* _Source records_:

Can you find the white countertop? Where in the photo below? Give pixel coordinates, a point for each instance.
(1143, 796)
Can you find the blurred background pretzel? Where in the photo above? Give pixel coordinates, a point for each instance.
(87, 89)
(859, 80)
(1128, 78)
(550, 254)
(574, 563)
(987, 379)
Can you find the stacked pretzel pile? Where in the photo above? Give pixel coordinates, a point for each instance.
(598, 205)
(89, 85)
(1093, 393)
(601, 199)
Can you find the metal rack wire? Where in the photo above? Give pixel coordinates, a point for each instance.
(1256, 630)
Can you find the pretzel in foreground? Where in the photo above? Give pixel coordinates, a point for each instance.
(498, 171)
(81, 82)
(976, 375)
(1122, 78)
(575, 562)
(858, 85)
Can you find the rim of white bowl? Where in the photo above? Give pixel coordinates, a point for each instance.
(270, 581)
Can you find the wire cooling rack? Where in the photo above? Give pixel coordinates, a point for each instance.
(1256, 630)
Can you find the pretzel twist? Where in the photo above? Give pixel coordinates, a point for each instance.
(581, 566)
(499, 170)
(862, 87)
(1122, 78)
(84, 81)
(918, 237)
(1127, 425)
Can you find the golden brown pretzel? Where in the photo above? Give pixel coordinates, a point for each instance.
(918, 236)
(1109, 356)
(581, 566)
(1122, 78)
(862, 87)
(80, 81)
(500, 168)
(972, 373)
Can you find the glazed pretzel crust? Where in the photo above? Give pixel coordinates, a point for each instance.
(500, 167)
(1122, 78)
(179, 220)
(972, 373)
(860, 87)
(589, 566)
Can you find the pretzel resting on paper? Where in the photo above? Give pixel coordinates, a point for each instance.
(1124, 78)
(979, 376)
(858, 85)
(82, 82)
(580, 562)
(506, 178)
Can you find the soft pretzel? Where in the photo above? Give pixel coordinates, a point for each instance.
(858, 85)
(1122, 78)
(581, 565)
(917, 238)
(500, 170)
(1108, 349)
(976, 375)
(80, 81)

* _Short task_: Turn all the entries above into a numbered list with one line per item, and omit any blank lines.

* _Output below_:
1. Can you find the white countertop? Where in the photo below? Give pixel coordinates, a point for each instance.
2. (1143, 796)
3. Can you find the blurred background pretzel? Where in the photo above? Give pixel coordinates, a point for each instance.
4. (87, 89)
5. (859, 80)
6. (1128, 78)
7. (550, 254)
8. (574, 563)
9. (987, 379)
10. Can you find the stacked pretzel pile? Where in the photo above? Give pixel coordinates, a point for each instance.
11. (598, 205)
12. (89, 85)
13. (1093, 393)
14. (601, 199)
15. Can you find the metal rack wire? Where in the photo above? Give pixel coordinates, a point for each instance.
16. (1256, 630)
17. Can you find the pretzel in foreground? Where in the photo above? Give pixel coordinates, a point for each instance.
18. (498, 171)
19. (81, 82)
20. (976, 375)
21. (1122, 78)
22. (575, 562)
23. (858, 85)
24. Can you find the rim of white bowl? Where in the photo above? Give pixel coordinates, a point for each instance.
25. (270, 581)
26. Can you find the wire cooling rack? Where in the photo above? Give pixel coordinates, a point for each instance.
27. (1256, 630)
28. Can you find the pretzel twist? Where in the photo above? Give pixel coordinates, a point for each instance.
29. (581, 566)
30. (499, 170)
31. (862, 87)
32. (1122, 78)
33. (84, 81)
34. (918, 237)
35. (1127, 425)
36. Can you find the golden brown pretzel? Where in the photo above? Give pixel coordinates, a point for each instance.
37. (918, 236)
38. (1109, 356)
39. (581, 566)
40. (1122, 78)
41. (862, 87)
42. (80, 81)
43. (500, 168)
44. (972, 373)
45. Can you find the glazed pretzel crust? Where in the photo above? Give pixel coordinates, a point for each instance.
46. (500, 167)
47. (1122, 78)
48. (179, 220)
49. (972, 373)
50. (860, 87)
51. (589, 566)
52. Can you find the pretzel resting on paper? Where in the photo above? Give pixel coordinates, a point for each instance.
53. (1124, 78)
54. (979, 376)
55. (858, 85)
56. (82, 82)
57. (580, 562)
58. (506, 178)
59. Can you find the soft pretzel? Where in the photo above? Give pixel coordinates, a point for each instance.
60. (858, 85)
61. (1122, 78)
62. (581, 565)
63. (917, 238)
64. (500, 170)
65. (1108, 349)
66. (976, 375)
67. (80, 81)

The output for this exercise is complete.